■ EXTRAIT DU DOCUMENT:
__________________________________________________

Eh voilà, il fallait s’y attendre : malgré le demi Lexomil je n’arrive pas à dormir ! Je revois, les yeux fermés, l’accident de cet après midi, le choc et la peur qui m’a prise. Et si j’avais été blessée … qu’il est difficile après un tel stress de lâcher prise ! Mon cerveau carbure et les images s’entrechoquent : je pense que c’est ce qu’on appelle un traumatisme. Il faudra voir plus tard quelles traces mnésiques vont rester accrochées à mon inconscient. Déjà, lors de mon accident dans les montagnes de l’Himalaya à la frontière entre le Tibet et le Népal, j’avais ressenti cette mili-seconde, cette fraction du temps où on voit, avec une précision folle, que tout bascule, que la force d’un événement va bouleverser son monde.
J’ai écrit tout à l’heure, dans mon billet précédent, quelques mots mystérieux à propos du karma. Cette notion bouddhiste très mal comprise en Occident n’a rien à voir avec la fatalité ou le destin. Le karma c’est l’acte, c’est la volition, le volonté de faire ou de penser, et de croire qu’il existe quelque chose plutôt que rien. Si on s’accroche de trop à cette volonté d’agir ou de pensée alors il y a souvent de la souffrance au bout du chemin, surtout quand cette action est « négative », faite d’une émotion douloureuse, comme la colère, l’agressivité, la haine, la peur, l’égoïsme, l’orgueil. Et cette journée de mercredi fut pour moi une telle cascade d’émotions violentes, douloureuses, agressives. Rien à voir avec quelqu’un, juste des réactions forts désagréables vis-à-vis de moi-même, domestiques en quelque sortes ! Comme un laisser aller négatif, comme si un petit diablotin prenait pour quelques minutes possession de ma volonté et que je m’énerve sans raison sur des broutilles. Et quand j’ai pris la voiture cet après midi, j’ai ressenti comme un flash, comme un effet boomerang de ce qui allait ce passer… allez vous me croire ? oui, j’ai eu un pressentiment de cet accident, cette pensée qui fait irruption au volant qu’il va se passer quelque chose, comme si la logique, de la cause à l’effet de cette journée particulière allait dans une évidence glaciale se terminer sur un terre-plein. Voilà pourquoi, hors du traumatisme lié précisément au choc de la voiture fuyarde, cet événement me semble bien plus positif qu’autre chose : prise de conscience aiguë de la responsabilité inéluctable de tous nos actes, de nos volontés.

__________________________________________________

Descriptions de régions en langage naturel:
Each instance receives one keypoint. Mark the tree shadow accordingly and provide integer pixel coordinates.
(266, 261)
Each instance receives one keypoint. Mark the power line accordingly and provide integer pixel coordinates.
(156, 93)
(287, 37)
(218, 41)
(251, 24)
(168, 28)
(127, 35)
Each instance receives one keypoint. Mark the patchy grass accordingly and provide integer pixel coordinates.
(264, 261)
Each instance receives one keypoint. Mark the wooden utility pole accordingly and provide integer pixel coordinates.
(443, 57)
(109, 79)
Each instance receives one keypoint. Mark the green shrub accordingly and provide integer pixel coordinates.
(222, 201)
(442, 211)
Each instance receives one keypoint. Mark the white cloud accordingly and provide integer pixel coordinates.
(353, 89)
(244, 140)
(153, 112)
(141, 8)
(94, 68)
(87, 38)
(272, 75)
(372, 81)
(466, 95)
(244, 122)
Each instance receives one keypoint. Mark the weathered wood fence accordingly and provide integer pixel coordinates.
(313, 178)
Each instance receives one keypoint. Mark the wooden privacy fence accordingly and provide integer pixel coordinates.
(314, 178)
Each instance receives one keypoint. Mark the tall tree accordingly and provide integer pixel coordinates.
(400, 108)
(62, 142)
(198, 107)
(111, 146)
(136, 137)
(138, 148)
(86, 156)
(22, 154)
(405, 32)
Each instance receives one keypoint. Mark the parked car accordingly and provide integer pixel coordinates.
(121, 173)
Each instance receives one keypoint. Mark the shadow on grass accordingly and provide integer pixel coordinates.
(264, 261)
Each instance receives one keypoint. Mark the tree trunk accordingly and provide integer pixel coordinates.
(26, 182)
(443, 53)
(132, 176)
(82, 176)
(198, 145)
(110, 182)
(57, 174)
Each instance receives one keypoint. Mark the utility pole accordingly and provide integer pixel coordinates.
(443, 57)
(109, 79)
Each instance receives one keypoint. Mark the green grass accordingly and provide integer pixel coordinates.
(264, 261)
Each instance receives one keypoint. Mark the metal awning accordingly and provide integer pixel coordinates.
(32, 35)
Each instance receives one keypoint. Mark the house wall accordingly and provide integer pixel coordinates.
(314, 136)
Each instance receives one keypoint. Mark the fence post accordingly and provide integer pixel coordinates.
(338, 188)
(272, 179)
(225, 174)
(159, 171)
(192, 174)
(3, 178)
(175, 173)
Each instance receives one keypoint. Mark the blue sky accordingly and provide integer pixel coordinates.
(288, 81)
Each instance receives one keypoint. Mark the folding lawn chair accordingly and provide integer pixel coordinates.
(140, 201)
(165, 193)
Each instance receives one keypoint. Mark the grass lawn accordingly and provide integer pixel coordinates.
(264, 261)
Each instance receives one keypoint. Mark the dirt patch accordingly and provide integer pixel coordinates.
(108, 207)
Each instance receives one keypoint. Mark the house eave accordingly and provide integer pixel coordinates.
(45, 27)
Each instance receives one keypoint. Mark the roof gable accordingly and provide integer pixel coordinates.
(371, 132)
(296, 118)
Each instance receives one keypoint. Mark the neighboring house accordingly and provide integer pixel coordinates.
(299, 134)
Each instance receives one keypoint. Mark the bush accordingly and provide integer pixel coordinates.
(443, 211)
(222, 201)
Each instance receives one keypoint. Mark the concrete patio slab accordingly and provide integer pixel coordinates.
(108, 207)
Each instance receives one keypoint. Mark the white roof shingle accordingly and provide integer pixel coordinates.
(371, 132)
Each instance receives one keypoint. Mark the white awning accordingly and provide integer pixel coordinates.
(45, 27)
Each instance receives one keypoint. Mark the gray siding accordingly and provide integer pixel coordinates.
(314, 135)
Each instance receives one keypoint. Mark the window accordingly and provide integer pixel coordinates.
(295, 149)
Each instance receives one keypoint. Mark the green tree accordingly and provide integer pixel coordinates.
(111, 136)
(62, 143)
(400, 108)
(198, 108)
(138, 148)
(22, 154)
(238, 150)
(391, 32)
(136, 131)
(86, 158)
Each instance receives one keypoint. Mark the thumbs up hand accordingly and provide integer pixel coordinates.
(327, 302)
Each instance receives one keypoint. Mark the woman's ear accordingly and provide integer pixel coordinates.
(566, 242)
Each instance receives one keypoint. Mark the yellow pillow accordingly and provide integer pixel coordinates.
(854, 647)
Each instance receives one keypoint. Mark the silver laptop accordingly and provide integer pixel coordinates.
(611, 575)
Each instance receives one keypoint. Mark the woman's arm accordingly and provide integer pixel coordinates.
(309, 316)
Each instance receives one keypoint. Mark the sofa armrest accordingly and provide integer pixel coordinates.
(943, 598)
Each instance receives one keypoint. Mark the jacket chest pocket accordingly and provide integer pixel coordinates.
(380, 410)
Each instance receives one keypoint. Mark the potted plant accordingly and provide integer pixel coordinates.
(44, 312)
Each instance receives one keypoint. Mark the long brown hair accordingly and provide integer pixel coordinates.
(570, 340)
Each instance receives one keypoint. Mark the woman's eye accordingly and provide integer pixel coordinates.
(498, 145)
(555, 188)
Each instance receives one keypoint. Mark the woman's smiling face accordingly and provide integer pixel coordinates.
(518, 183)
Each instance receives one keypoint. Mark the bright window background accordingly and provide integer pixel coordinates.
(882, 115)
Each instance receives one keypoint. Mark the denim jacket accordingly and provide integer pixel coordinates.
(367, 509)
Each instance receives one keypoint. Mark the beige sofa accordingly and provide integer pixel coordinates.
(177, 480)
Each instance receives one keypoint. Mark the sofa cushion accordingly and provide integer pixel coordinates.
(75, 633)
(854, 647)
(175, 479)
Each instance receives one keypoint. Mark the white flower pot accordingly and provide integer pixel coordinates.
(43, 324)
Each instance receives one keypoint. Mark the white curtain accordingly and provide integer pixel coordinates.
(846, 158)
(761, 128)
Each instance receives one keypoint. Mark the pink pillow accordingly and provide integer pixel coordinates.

__________________________________________________

■ CONSIGNE:
Recopiez sans rien changer le passage du récit de l'accident qui va de « Eh voilà, il » jusqu'à « bouleverser son monde. », ces deux segments compris.

■ CORRIGÉ DE L'EXERCICE:
Eh voilà, il fallait s’y attendre : malgré le demi Lexomil je n’arrive pas à dormir ! Je revois, les yeux fermés, l’accident de cet après midi, le choc et la peur qui m’a prise. Et si j’avais été blessée … qu’il est difficile après un tel stress de lâcher prise ! Mon cerveau carbure et les images s’entrechoquent : je pense que c’est ce qu’on appelle un traumatisme. Il faudra voir plus tard quelles traces mnésiques vont rester accrochées à mon inconscient. Déjà, lors de mon accident dans les montagnes de l’Himalaya à la frontière entre le Tibet et le Népal, j’avais ressenti cette mili-seconde, cette fraction du temps où on voit, avec une précision folle, que tout bascule, que la force d’un événement va bouleverser son monde.